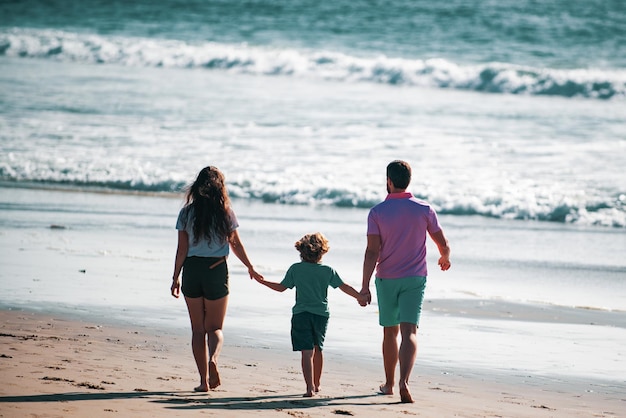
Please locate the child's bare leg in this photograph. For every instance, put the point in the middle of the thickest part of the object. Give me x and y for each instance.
(390, 358)
(318, 364)
(307, 372)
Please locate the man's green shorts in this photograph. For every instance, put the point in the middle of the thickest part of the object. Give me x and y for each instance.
(400, 300)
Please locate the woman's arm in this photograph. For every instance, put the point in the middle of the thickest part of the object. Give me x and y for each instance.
(181, 255)
(238, 249)
(273, 285)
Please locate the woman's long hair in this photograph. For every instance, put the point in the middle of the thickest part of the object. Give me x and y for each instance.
(209, 199)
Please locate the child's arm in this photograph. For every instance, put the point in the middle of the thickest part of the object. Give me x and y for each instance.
(273, 285)
(349, 290)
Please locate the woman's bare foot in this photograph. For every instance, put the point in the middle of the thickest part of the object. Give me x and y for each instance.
(405, 395)
(214, 375)
(201, 388)
(385, 390)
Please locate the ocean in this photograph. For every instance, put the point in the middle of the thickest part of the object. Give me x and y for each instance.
(511, 113)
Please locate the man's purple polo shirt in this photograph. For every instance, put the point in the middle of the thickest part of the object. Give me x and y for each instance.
(402, 222)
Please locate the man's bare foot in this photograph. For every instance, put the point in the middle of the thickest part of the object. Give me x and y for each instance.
(214, 375)
(405, 395)
(385, 390)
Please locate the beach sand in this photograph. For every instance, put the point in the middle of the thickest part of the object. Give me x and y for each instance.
(54, 366)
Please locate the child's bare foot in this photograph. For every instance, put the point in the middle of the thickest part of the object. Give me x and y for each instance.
(405, 395)
(385, 390)
(214, 375)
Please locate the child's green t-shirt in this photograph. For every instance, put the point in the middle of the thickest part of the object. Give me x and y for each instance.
(311, 281)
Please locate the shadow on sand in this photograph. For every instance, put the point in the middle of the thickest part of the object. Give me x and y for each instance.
(195, 401)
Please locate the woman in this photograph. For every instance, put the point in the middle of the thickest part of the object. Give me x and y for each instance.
(206, 229)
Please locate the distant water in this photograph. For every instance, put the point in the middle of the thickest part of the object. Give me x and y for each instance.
(511, 109)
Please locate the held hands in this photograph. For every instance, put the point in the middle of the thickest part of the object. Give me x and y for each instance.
(444, 263)
(365, 297)
(254, 274)
(175, 289)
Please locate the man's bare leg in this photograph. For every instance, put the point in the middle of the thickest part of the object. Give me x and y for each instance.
(407, 356)
(390, 358)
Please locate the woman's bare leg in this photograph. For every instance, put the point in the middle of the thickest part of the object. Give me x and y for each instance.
(195, 306)
(215, 313)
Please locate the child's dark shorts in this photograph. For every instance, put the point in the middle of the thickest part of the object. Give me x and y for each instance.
(200, 280)
(307, 331)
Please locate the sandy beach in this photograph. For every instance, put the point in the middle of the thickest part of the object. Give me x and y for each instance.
(53, 366)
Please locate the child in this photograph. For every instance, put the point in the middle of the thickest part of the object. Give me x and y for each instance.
(310, 313)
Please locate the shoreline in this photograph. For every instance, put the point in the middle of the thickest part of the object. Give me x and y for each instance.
(62, 366)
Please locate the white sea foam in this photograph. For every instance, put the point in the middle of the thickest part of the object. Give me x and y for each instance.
(241, 58)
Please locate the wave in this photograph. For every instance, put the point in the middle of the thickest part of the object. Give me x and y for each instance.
(609, 211)
(242, 58)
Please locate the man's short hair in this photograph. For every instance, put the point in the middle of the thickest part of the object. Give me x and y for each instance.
(399, 172)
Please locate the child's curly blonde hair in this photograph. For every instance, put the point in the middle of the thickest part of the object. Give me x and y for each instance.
(312, 247)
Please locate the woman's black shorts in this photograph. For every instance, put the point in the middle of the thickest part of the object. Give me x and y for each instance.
(205, 277)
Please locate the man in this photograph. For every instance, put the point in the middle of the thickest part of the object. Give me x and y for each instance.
(396, 247)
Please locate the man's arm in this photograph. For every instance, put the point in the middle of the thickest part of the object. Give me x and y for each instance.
(444, 250)
(369, 264)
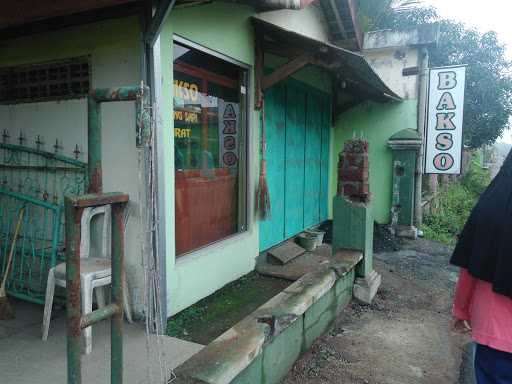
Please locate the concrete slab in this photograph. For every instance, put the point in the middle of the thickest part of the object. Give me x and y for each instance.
(321, 258)
(26, 359)
(284, 253)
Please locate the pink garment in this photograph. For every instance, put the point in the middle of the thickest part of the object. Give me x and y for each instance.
(489, 313)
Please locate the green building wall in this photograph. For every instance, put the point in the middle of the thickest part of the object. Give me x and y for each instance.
(227, 29)
(376, 123)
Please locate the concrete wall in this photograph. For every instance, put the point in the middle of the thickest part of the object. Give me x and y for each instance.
(114, 50)
(309, 21)
(376, 123)
(388, 64)
(225, 28)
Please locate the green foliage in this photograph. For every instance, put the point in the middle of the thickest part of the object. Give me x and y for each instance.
(455, 204)
(488, 102)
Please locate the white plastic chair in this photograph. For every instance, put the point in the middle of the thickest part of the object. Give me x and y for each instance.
(95, 272)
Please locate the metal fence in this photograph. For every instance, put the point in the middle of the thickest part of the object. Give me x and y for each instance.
(37, 180)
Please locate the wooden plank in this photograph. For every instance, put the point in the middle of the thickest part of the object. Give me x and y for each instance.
(295, 144)
(313, 160)
(285, 71)
(272, 230)
(259, 63)
(325, 156)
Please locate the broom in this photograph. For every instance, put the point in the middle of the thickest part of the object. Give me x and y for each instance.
(6, 311)
(262, 194)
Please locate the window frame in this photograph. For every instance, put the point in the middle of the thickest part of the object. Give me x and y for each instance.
(246, 162)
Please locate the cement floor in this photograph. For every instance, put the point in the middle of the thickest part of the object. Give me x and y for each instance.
(26, 359)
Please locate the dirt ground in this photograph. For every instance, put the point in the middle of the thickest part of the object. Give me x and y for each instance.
(404, 337)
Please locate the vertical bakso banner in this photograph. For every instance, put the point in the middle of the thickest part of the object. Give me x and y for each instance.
(443, 147)
(228, 133)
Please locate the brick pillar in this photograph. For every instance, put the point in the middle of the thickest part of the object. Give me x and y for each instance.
(352, 218)
(353, 171)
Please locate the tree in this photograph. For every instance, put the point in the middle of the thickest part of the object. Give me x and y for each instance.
(488, 101)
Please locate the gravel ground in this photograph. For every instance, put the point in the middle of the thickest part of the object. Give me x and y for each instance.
(404, 337)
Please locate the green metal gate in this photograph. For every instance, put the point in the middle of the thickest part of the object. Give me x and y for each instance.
(37, 180)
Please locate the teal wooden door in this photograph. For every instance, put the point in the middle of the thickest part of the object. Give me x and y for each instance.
(294, 175)
(312, 173)
(297, 137)
(272, 231)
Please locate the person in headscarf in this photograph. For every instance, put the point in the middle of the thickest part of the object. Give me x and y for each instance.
(483, 296)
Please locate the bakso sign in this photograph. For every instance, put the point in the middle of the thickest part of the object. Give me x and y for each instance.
(443, 148)
(228, 133)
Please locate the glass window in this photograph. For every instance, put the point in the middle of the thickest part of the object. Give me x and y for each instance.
(210, 149)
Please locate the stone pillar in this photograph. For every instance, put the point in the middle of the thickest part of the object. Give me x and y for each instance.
(352, 219)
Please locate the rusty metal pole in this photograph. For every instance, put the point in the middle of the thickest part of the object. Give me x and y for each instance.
(73, 300)
(94, 171)
(116, 333)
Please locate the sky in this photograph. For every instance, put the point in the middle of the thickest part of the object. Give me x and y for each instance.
(485, 16)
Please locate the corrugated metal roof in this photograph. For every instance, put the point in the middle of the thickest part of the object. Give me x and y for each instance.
(349, 67)
(342, 22)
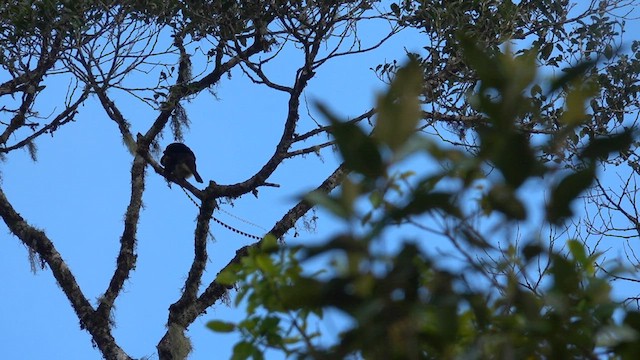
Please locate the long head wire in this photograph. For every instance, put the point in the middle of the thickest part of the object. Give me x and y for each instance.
(229, 227)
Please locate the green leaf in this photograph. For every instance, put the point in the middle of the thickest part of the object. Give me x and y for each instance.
(571, 74)
(511, 153)
(600, 148)
(577, 251)
(243, 350)
(359, 151)
(566, 191)
(221, 326)
(422, 202)
(399, 109)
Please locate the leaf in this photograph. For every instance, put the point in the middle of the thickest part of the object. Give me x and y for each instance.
(399, 109)
(359, 151)
(503, 199)
(600, 148)
(571, 74)
(566, 191)
(243, 350)
(328, 203)
(511, 153)
(221, 326)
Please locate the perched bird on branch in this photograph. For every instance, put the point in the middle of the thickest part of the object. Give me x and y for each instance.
(179, 162)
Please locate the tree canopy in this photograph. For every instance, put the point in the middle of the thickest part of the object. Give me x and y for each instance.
(496, 134)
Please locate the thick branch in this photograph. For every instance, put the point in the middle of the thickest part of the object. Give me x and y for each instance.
(126, 256)
(216, 291)
(38, 242)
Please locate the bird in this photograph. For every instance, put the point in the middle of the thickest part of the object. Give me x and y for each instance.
(179, 162)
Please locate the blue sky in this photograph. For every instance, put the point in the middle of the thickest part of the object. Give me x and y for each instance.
(78, 190)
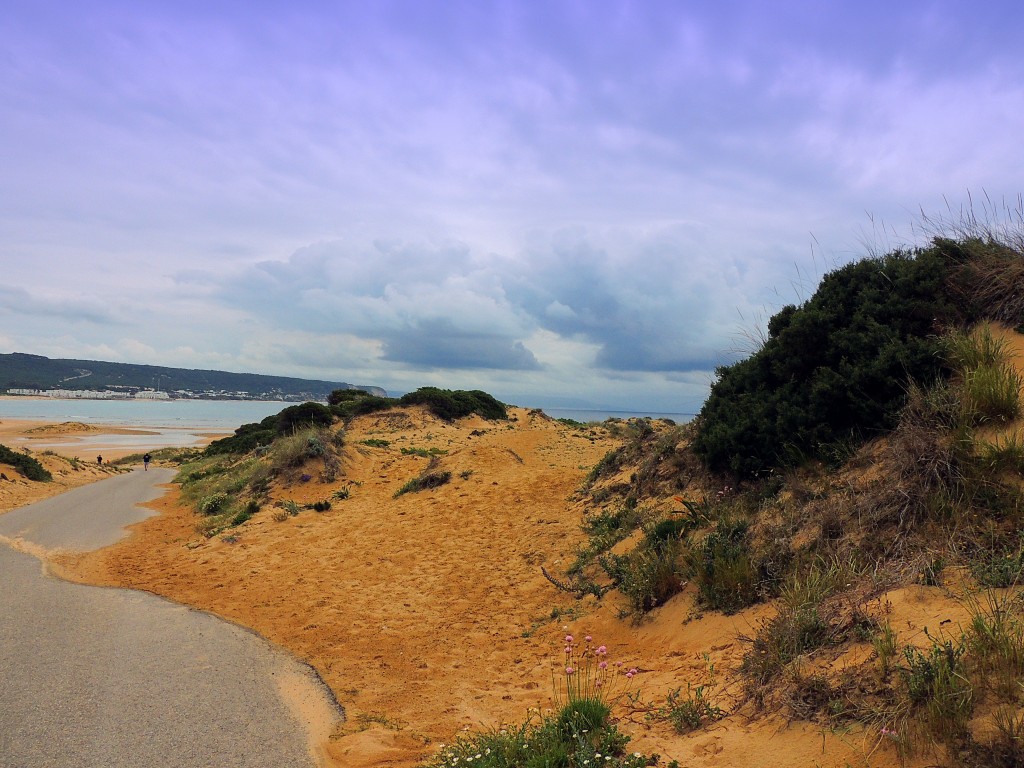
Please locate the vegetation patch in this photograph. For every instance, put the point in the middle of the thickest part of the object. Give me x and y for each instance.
(427, 480)
(26, 465)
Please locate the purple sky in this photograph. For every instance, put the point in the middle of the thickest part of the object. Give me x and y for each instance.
(586, 203)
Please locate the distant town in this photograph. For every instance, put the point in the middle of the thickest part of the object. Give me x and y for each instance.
(35, 376)
(135, 393)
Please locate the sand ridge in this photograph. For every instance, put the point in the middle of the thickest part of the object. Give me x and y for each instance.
(428, 615)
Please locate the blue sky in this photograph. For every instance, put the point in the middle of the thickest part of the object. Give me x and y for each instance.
(560, 203)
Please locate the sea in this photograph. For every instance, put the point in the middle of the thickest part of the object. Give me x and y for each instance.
(213, 416)
(221, 416)
(180, 423)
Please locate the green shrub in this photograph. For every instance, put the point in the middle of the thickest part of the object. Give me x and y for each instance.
(832, 371)
(778, 641)
(648, 577)
(423, 482)
(723, 569)
(937, 683)
(995, 642)
(26, 465)
(214, 505)
(604, 529)
(998, 568)
(992, 393)
(689, 713)
(666, 530)
(303, 416)
(369, 403)
(1003, 455)
(451, 404)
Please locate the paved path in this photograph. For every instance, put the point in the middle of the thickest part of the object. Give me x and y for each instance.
(111, 678)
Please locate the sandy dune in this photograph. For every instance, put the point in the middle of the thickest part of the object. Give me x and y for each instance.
(428, 614)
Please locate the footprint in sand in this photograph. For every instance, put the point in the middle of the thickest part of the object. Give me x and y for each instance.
(709, 749)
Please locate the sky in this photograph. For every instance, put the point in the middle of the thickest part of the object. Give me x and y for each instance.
(565, 204)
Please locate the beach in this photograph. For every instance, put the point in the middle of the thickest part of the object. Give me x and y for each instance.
(429, 613)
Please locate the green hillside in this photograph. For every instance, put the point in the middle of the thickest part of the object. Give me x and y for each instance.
(19, 371)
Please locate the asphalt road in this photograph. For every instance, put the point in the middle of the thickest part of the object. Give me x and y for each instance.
(110, 678)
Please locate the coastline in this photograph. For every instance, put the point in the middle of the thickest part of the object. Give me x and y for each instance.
(86, 441)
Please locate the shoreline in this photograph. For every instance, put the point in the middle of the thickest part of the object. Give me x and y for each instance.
(86, 440)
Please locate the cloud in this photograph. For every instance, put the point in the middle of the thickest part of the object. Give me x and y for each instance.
(69, 309)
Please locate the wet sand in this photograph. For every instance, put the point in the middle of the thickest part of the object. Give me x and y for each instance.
(86, 441)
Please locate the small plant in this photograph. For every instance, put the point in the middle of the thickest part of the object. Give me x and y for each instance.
(423, 482)
(578, 733)
(723, 569)
(245, 513)
(604, 530)
(995, 642)
(648, 576)
(885, 648)
(423, 453)
(26, 465)
(213, 505)
(691, 712)
(998, 569)
(937, 682)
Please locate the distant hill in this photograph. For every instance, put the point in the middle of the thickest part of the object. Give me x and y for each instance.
(20, 371)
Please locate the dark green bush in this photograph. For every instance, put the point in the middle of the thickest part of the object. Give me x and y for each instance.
(664, 530)
(452, 404)
(368, 403)
(834, 371)
(246, 438)
(723, 569)
(304, 415)
(25, 464)
(648, 576)
(423, 482)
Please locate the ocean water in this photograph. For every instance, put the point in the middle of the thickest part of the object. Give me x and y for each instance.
(219, 416)
(586, 416)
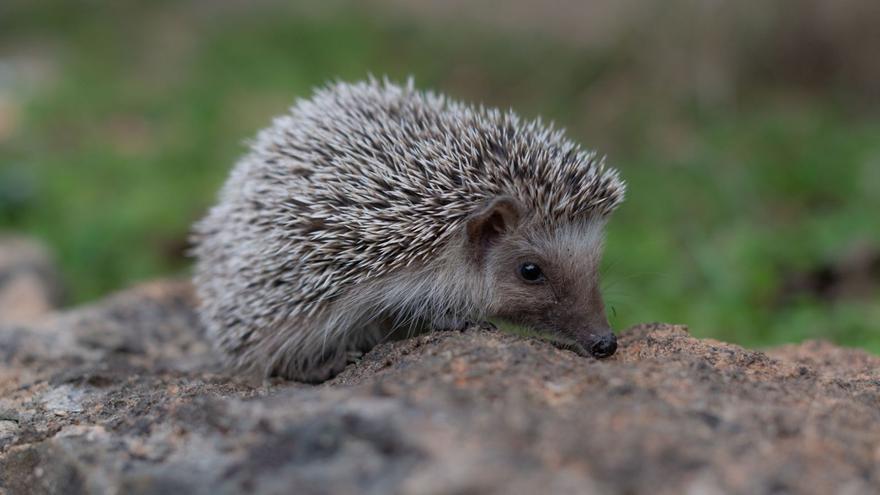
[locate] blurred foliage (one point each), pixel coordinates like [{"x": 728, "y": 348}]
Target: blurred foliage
[{"x": 123, "y": 121}]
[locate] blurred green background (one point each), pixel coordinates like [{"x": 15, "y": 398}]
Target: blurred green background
[{"x": 749, "y": 133}]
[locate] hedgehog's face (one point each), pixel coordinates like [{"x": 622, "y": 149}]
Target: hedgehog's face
[{"x": 543, "y": 278}]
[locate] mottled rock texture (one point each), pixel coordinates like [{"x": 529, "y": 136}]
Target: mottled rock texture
[{"x": 124, "y": 397}]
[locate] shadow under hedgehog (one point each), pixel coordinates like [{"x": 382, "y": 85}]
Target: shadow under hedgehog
[{"x": 374, "y": 209}]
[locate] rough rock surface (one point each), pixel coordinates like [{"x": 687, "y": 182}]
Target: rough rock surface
[{"x": 124, "y": 397}]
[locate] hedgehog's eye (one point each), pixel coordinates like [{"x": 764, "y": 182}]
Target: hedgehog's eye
[{"x": 531, "y": 273}]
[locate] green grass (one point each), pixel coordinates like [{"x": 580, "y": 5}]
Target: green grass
[{"x": 147, "y": 106}]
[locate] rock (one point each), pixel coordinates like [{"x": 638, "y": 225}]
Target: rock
[
  {"x": 29, "y": 281},
  {"x": 125, "y": 397}
]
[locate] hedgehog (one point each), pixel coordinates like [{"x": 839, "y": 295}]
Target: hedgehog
[{"x": 373, "y": 210}]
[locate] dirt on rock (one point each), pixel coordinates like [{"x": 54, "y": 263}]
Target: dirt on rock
[{"x": 126, "y": 397}]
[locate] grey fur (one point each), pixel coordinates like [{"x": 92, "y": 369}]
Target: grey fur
[{"x": 344, "y": 220}]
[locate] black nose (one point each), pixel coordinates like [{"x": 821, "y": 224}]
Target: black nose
[{"x": 604, "y": 346}]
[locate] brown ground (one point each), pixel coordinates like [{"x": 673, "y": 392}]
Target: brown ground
[{"x": 124, "y": 397}]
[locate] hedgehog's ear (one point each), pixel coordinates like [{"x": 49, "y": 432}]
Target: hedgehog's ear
[{"x": 489, "y": 223}]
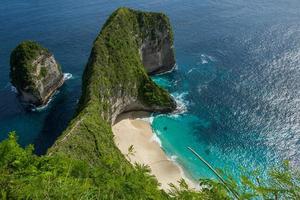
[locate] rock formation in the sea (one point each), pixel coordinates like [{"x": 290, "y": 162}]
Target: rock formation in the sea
[
  {"x": 131, "y": 45},
  {"x": 35, "y": 73}
]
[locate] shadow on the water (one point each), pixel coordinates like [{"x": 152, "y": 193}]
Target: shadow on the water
[{"x": 59, "y": 115}]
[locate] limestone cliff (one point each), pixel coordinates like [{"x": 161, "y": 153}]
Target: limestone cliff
[
  {"x": 130, "y": 45},
  {"x": 35, "y": 73}
]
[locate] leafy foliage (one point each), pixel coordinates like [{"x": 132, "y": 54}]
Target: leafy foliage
[
  {"x": 21, "y": 59},
  {"x": 84, "y": 163}
]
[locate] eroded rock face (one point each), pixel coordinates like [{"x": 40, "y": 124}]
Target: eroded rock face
[
  {"x": 131, "y": 45},
  {"x": 157, "y": 53},
  {"x": 35, "y": 73}
]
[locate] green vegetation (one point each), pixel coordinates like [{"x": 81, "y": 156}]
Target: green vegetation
[
  {"x": 22, "y": 70},
  {"x": 84, "y": 163},
  {"x": 27, "y": 176}
]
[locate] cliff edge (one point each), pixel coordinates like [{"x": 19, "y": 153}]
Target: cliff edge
[
  {"x": 116, "y": 80},
  {"x": 35, "y": 73}
]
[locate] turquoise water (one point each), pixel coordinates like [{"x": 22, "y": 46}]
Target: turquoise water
[{"x": 236, "y": 82}]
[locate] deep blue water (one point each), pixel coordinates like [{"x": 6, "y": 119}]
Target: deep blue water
[{"x": 237, "y": 76}]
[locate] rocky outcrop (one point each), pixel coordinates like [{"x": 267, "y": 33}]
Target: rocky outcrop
[
  {"x": 35, "y": 73},
  {"x": 156, "y": 46},
  {"x": 131, "y": 45}
]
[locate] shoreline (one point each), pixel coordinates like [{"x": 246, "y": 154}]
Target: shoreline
[{"x": 130, "y": 129}]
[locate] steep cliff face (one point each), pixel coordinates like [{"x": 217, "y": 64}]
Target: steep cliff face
[
  {"x": 115, "y": 80},
  {"x": 130, "y": 45},
  {"x": 35, "y": 73},
  {"x": 156, "y": 44}
]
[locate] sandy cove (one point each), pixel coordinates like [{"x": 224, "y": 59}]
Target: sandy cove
[{"x": 129, "y": 130}]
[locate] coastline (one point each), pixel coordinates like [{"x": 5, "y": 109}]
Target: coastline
[{"x": 130, "y": 130}]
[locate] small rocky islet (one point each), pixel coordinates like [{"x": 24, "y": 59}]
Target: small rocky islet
[{"x": 34, "y": 73}]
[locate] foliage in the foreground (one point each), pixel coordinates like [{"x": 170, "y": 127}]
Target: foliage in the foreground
[
  {"x": 27, "y": 176},
  {"x": 85, "y": 163}
]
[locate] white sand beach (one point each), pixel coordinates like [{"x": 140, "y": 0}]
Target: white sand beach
[{"x": 129, "y": 130}]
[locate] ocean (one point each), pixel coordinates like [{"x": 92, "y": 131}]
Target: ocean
[{"x": 236, "y": 79}]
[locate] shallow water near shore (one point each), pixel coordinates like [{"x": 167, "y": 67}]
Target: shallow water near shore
[{"x": 236, "y": 81}]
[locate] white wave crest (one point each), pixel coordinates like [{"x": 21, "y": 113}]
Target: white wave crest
[
  {"x": 67, "y": 76},
  {"x": 43, "y": 107},
  {"x": 181, "y": 102},
  {"x": 156, "y": 139}
]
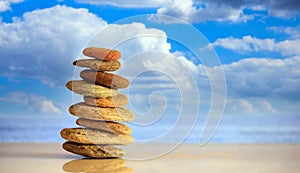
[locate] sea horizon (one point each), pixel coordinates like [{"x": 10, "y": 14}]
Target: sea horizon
[{"x": 47, "y": 128}]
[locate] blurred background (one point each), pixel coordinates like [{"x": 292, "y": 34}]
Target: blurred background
[{"x": 257, "y": 45}]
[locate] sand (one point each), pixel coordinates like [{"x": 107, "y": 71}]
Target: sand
[{"x": 49, "y": 157}]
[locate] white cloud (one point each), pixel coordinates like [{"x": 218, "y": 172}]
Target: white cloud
[
  {"x": 252, "y": 44},
  {"x": 128, "y": 4},
  {"x": 190, "y": 11},
  {"x": 292, "y": 32},
  {"x": 5, "y": 4},
  {"x": 43, "y": 43},
  {"x": 239, "y": 106},
  {"x": 34, "y": 103},
  {"x": 203, "y": 10},
  {"x": 263, "y": 77}
]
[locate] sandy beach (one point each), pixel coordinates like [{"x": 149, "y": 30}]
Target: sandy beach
[{"x": 49, "y": 157}]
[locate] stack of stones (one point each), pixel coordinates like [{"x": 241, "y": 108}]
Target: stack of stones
[{"x": 103, "y": 108}]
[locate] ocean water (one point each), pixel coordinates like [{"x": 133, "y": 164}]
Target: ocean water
[{"x": 281, "y": 129}]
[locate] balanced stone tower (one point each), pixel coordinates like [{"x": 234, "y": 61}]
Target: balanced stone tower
[{"x": 102, "y": 111}]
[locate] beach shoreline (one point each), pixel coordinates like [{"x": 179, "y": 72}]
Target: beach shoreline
[{"x": 50, "y": 157}]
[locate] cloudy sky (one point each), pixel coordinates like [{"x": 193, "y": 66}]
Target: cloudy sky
[{"x": 257, "y": 43}]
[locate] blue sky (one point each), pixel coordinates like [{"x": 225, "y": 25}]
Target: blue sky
[{"x": 257, "y": 43}]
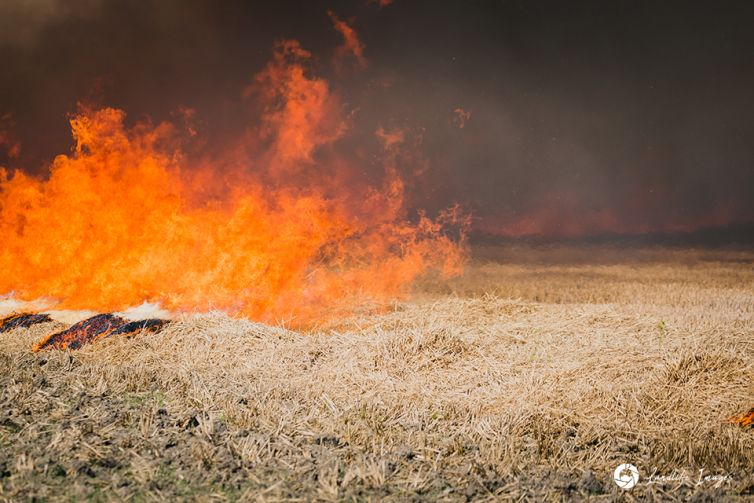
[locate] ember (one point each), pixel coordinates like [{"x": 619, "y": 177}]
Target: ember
[
  {"x": 745, "y": 420},
  {"x": 132, "y": 328},
  {"x": 23, "y": 320},
  {"x": 96, "y": 328}
]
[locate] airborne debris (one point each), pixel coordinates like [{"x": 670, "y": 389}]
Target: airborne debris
[
  {"x": 23, "y": 320},
  {"x": 96, "y": 328}
]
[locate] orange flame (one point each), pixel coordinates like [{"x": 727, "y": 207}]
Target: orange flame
[{"x": 278, "y": 229}]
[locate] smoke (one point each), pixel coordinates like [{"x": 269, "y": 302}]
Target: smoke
[
  {"x": 22, "y": 21},
  {"x": 352, "y": 47},
  {"x": 583, "y": 118}
]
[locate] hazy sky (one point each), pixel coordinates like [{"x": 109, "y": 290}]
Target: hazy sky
[{"x": 583, "y": 115}]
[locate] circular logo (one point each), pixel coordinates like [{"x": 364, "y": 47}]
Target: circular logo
[{"x": 626, "y": 476}]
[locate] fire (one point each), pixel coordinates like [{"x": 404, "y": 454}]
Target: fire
[
  {"x": 744, "y": 420},
  {"x": 280, "y": 227}
]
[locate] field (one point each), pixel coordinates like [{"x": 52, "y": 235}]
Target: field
[{"x": 532, "y": 377}]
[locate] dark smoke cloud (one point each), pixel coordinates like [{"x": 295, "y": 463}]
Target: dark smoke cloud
[{"x": 579, "y": 117}]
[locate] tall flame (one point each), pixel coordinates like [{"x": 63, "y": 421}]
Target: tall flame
[{"x": 269, "y": 231}]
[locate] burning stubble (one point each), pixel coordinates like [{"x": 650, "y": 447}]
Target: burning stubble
────────────────────
- [Task description]
In the entries above, take the line containing "[locate] airborne debris" and each later line through the last, and repeat them exactly. Output nothing else.

- [Output]
[locate] airborne debris (one point each), pixel coordinates like [{"x": 670, "y": 389}]
Target: airborne debris
[
  {"x": 23, "y": 320},
  {"x": 96, "y": 328}
]
[locate] orange flame (one point each), pixel coordinates like [{"x": 727, "y": 207}]
Target: orange flame
[{"x": 278, "y": 229}]
[locate] smoke (one point each), pixel coordinates like [{"x": 269, "y": 302}]
Target: smoke
[
  {"x": 22, "y": 21},
  {"x": 352, "y": 47},
  {"x": 583, "y": 118}
]
[locate] hazy sky (one point each), pixel coordinates like [{"x": 109, "y": 290}]
Target: hazy sky
[{"x": 583, "y": 115}]
[locate] circular logo (one point each), pixel coordinates like [{"x": 364, "y": 47}]
Target: circular logo
[{"x": 626, "y": 476}]
[locate] fire (one point each), pixel coordinates like [{"x": 404, "y": 454}]
Target: fire
[
  {"x": 744, "y": 420},
  {"x": 280, "y": 227}
]
[locate] field (one point each), pixel coordinates like [{"x": 52, "y": 235}]
Target: field
[{"x": 532, "y": 377}]
[locate] dark smoke cloud (one point each), pixel coordinates like [{"x": 295, "y": 463}]
Target: dark smoke cloud
[{"x": 579, "y": 117}]
[locate] tall flame (one point each), pixel coordinates like [{"x": 63, "y": 421}]
Target: tall flame
[{"x": 269, "y": 231}]
[locate] burning stubble (one point each), pixel coordinates like [{"x": 650, "y": 447}]
Target: burning stubble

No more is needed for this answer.